It’s nothing like the prophetic long line of Whitman’s mad children, no Ginsberg howling on the street corner, saxophonic riffing and swelling, breathless in the moving city as it spills at the seams, flooding forth—

Not quite. Nor is it the disguising work of prose[-block] poetry. Prose poems are camouflaged in continuity, text-wrapped and pressurized without white space. Usually this means, even in narrative prose poems, a sinuous and subterranean movement. This allows an ending to suddenly lift upward out of horizontal motion. (Matthew Olzmann does such sequencing exceptionally well in his lineated poems, using absurd humor for torque.)

But Mei-mei Berssenbrugge’s long line in Hello, the Roses is uniquely specific. Observe, from “The Mouse”:

I can’t recall the beauty of the almond trees.

I’m unable to distinguish between seeing trees, my instant awareness of ethereal beauty and trying to remember images of our having been in Greece.

The moment I think of trees, they diffuse into beings whose frequency so differs from mine, I can’t see them.

They connect with each other in groves that seem celestial, yet our worlds unify.

The dawn of the possibility of their appearance as form, stone, shifts probability toward angels. (12)

Each end-stopped line is made exquisite by the singularity of attention given to it. Berssenbrugge took some years, it would appear, to discover her voice in this form. More than fifteen years after her first book, we begin to see in Empathy (Station Hill, 1989) intermittent traces of such long lines. These, however, sometimes squeeze multiple sentences into each line, resulting in a very prose-like movement. Only nine years after that, in Four Year Old Girl (Kelsey Street, 1998) does Berssenbrugge begin to limit a single sentence to each end-stopped line; but in that volume they are versified into thickly crowded stanzas so that the periods serve a metric function. She notes in her Lannan Literary Series conversation in 1999 that her collaboration with artist Kiki Smith (in Endocrinology, later published by Kelsey Street in 2006) forced her to pull her stanzas apart to accommodate the long visual space, and this accidental discovery of the form became a new freedom: “I don’t write in stanzas anymore after that.” In Nest (Kelsey Street, 2003) and now in Hello, the Roses, the form has crystallized: it is distinctly and uniformly her primary poetic mode, one sentence per line, one line per stanza, each poem broken into several sections.

Such singularity in the breadth of each line creates a punctuated effect of silence within movement. Each line begins and ends with pause, not only metrically but also logically. That is to say, each line is declarative—yet because of its equal standing in relation to the surrounding lines, it also comes out as afterthought, a quiet thoughtfulness. Berssenbrugge’s mysterious poetic power lies somewhere in this space; what is most remarkable about her poems is that they take theoretical observations and somehow (without the padded pathos of a personal narrative) turn such abstractions into tenderness. I believe Marianne Moore had a similar superpower, though her high-Modernist work is more often regarded as frigid and calculating. In Moore’s case, I read such calculations not as a veneer behind which she hides, but as a high precision of expression through which she divulges herself. Moore puts this simply and eloquently in this sentence from “The Pangolin,” which is used to launch an intricate, exalted, long, self-effacing passage: “To explain grace requires / a curious hand.”

Work to complete:
**1.** In the essay on Mei-mei Berssenbrugge's long line, what did her collaboration with Kiki Smith force her to do with her stanzas?
**2.** Carry on the essay about Berssenbrugge's long line, picking up right after its closing quotation from "The Pangolin."

Dataset rows:
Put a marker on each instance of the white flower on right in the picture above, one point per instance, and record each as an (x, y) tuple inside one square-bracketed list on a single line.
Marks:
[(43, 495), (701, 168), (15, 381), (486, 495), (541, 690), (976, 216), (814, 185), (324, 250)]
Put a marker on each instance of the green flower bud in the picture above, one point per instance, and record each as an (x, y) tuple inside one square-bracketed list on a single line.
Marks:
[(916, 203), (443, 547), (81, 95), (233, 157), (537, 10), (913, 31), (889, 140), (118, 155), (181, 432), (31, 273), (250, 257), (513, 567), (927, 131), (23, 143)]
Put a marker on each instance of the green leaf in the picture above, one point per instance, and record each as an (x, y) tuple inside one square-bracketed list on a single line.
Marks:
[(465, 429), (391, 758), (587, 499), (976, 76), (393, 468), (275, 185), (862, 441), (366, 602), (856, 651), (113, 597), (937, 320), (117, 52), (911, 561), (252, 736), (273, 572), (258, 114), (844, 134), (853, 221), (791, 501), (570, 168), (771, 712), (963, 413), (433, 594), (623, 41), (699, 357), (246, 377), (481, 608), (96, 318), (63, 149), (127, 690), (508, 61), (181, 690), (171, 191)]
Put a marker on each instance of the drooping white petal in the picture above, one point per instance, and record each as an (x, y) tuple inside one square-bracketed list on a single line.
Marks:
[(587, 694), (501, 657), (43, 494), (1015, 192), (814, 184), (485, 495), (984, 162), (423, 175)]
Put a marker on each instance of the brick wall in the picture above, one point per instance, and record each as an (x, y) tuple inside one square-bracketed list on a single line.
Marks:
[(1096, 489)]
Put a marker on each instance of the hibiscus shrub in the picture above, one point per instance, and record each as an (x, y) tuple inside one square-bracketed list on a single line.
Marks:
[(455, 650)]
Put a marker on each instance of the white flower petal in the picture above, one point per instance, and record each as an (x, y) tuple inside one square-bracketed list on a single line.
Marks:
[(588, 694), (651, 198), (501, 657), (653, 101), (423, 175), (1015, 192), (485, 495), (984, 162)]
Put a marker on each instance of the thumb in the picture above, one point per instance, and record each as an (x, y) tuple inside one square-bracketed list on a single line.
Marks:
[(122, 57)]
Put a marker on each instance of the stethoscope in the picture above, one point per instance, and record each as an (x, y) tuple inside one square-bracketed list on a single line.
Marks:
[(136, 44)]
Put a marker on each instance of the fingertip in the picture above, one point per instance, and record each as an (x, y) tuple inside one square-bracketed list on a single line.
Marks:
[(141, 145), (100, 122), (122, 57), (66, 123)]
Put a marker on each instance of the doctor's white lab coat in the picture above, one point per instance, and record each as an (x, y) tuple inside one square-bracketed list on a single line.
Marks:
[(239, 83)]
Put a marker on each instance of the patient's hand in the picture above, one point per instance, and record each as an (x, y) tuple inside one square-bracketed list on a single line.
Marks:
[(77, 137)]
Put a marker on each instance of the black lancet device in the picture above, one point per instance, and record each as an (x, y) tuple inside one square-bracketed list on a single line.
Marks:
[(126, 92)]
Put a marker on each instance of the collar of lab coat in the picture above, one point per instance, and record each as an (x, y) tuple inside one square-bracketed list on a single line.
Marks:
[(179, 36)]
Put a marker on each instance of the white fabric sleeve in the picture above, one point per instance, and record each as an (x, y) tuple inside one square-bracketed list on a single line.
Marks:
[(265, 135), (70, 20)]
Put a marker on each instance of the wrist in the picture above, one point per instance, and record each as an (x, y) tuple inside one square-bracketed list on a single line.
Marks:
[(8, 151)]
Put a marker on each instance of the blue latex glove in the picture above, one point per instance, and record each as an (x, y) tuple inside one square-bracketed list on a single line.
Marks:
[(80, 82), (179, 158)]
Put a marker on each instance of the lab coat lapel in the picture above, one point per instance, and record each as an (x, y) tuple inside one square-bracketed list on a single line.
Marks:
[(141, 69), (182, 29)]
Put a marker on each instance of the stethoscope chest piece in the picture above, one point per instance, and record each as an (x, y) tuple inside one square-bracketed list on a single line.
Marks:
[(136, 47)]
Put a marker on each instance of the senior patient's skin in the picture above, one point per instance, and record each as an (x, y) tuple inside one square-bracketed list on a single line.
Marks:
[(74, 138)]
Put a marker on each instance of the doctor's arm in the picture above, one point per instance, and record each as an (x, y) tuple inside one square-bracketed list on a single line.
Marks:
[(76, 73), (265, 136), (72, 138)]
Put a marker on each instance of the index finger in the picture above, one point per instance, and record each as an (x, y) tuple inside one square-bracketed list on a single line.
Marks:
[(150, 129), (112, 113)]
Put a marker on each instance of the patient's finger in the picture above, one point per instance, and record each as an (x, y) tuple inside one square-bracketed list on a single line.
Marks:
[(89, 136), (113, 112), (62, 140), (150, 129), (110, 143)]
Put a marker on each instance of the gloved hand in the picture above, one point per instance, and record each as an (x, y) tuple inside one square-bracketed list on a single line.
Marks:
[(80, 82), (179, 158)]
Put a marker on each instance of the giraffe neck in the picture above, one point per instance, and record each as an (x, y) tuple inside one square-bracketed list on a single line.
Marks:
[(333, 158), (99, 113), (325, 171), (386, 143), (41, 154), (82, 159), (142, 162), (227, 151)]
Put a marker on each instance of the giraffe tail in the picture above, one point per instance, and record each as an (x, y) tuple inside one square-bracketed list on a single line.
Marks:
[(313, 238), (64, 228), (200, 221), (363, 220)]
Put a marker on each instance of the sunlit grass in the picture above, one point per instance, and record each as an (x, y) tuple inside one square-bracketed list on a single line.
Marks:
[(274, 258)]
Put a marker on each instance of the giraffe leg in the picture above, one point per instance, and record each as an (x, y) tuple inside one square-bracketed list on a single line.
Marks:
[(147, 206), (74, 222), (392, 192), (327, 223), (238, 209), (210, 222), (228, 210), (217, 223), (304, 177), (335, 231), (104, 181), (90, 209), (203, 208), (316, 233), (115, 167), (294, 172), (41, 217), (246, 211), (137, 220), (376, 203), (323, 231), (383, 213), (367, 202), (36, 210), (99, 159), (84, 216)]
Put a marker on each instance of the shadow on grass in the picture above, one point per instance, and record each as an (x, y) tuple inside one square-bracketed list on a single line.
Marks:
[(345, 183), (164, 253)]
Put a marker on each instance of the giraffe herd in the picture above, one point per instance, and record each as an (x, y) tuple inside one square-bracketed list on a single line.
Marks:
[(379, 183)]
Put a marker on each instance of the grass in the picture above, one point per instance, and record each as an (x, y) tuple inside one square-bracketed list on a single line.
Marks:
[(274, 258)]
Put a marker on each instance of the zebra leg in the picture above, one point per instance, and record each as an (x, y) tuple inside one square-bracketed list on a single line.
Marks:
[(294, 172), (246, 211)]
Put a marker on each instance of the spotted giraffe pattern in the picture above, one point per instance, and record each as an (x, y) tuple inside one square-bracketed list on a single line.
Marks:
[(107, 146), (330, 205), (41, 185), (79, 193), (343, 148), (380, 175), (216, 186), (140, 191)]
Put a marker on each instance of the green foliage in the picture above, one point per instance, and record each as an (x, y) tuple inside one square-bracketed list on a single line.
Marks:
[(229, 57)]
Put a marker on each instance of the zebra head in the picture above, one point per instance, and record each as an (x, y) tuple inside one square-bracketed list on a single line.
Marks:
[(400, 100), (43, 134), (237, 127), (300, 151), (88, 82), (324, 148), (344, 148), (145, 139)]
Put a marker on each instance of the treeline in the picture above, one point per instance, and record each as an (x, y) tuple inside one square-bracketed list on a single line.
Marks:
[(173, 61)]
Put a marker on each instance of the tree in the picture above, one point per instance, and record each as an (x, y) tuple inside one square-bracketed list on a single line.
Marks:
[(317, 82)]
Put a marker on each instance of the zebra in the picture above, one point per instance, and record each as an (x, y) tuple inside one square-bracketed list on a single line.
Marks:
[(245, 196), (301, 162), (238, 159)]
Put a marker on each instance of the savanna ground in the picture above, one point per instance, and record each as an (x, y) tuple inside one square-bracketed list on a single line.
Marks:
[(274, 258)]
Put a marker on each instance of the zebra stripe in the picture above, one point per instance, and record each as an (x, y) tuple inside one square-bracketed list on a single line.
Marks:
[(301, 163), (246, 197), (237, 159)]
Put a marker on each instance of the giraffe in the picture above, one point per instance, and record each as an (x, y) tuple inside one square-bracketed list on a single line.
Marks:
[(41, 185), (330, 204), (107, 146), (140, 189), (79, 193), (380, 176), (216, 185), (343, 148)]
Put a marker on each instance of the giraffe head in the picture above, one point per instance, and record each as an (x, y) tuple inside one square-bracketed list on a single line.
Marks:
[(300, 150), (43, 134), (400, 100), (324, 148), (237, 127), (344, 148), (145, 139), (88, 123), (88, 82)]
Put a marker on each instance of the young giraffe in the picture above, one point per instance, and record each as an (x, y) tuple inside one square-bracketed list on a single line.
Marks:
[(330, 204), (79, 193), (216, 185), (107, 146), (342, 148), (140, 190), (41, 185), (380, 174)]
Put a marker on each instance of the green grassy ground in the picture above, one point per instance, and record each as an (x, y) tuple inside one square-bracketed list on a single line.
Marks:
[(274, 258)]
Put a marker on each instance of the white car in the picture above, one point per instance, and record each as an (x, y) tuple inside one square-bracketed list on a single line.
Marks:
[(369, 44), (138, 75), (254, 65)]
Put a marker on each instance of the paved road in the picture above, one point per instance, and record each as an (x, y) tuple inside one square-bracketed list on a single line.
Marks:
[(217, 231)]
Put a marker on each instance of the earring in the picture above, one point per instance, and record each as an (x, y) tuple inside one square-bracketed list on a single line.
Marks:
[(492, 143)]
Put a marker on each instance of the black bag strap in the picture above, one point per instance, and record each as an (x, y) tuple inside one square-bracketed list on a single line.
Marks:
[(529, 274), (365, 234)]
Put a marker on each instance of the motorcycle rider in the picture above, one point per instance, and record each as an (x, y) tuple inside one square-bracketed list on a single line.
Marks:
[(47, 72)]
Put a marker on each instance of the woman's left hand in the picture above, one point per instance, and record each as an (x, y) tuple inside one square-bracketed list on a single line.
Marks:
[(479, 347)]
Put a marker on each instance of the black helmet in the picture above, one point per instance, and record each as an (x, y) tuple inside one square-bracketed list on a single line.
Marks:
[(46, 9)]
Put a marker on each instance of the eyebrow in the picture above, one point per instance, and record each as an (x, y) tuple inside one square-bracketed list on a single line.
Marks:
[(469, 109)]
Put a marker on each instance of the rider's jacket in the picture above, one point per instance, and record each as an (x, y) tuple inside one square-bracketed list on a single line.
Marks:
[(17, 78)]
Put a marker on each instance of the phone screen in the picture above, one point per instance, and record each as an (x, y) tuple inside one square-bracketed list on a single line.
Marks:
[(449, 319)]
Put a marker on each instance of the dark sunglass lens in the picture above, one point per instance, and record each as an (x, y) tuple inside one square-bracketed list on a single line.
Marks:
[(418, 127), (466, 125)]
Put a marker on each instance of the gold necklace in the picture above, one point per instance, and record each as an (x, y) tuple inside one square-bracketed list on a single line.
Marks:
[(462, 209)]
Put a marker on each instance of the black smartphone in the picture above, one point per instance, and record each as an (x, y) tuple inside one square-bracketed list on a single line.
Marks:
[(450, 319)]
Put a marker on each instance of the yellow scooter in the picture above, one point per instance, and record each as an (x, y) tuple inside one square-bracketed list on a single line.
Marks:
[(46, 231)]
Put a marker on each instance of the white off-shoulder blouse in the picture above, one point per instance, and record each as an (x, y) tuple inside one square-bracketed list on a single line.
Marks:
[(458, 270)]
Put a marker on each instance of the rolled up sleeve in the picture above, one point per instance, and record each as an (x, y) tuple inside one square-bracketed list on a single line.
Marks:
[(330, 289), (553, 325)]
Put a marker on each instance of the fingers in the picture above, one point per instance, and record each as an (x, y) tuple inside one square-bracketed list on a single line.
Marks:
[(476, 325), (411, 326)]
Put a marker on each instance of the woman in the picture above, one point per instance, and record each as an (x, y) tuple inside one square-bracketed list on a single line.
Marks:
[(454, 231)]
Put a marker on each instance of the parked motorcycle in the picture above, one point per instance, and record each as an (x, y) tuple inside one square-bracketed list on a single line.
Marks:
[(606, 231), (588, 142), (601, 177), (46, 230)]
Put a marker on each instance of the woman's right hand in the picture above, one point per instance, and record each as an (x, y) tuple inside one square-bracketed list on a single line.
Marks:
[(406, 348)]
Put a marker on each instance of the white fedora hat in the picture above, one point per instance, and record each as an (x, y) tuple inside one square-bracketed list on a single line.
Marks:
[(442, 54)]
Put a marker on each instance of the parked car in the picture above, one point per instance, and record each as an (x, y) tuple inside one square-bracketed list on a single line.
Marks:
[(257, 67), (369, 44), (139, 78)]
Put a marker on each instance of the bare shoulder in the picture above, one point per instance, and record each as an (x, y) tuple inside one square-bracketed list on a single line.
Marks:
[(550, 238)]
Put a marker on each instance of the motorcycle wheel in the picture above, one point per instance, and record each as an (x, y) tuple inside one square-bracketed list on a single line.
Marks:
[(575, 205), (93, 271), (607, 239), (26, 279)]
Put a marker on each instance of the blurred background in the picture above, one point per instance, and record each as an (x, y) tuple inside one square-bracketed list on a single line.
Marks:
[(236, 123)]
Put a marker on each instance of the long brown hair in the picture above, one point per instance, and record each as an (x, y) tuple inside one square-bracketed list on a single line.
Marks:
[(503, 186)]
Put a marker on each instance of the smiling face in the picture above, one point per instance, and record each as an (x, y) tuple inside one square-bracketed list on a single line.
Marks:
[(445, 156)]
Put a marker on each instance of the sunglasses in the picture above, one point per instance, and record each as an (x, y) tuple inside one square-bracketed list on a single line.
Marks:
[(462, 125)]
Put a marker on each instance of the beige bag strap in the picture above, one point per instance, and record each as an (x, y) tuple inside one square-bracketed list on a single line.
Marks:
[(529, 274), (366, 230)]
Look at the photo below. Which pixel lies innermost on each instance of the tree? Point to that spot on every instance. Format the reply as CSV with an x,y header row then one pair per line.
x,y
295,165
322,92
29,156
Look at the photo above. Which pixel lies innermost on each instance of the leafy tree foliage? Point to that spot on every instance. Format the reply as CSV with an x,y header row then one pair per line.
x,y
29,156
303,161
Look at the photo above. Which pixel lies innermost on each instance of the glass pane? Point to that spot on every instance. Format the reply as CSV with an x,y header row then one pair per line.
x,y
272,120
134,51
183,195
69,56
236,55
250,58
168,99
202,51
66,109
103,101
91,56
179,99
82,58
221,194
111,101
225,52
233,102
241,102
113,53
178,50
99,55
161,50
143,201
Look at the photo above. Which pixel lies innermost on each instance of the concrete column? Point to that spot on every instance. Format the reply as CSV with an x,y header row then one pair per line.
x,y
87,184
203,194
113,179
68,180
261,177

Answers provided:
**1.** It forced her to pull her stanzas apart to accommodate the long visual space.

**2.**
Not unlike the speaker in Moore’s poems, the “I” in Berssenbrugge aspires to be just that: an eye, dispassionate but careful, observing the observing that’s in process. Even when some biographical context is given (e.g. “our having been in Greece”), this serves not so much of a narrative function as it serves to limn the periphery of what is being seen. The “I” is therefore a medium of perception rather than an emotional subject. And yet, what of this tenderness? Consider this comment in Berssenbrugge’s 1999 interview about her next work in progress. She begins, in reference to earlier comments about art’s relative value and the unrelatedness of things:

I’m questioning very much just what I mentioned before: what work is, what you’re trying to achieve with it, what the person is who’s doing the work, and how much you’re responsible for that. . . . It’s a way of veering away from the central figure, the central person. I don’t know how it’s going to be, but I’m thinking about writing about Kuan Yin. You make so many efforts to get somewhere, and sometimes you can regret that. But for Kuan Yin, when there’s compassion—you never regret when you were compassionate.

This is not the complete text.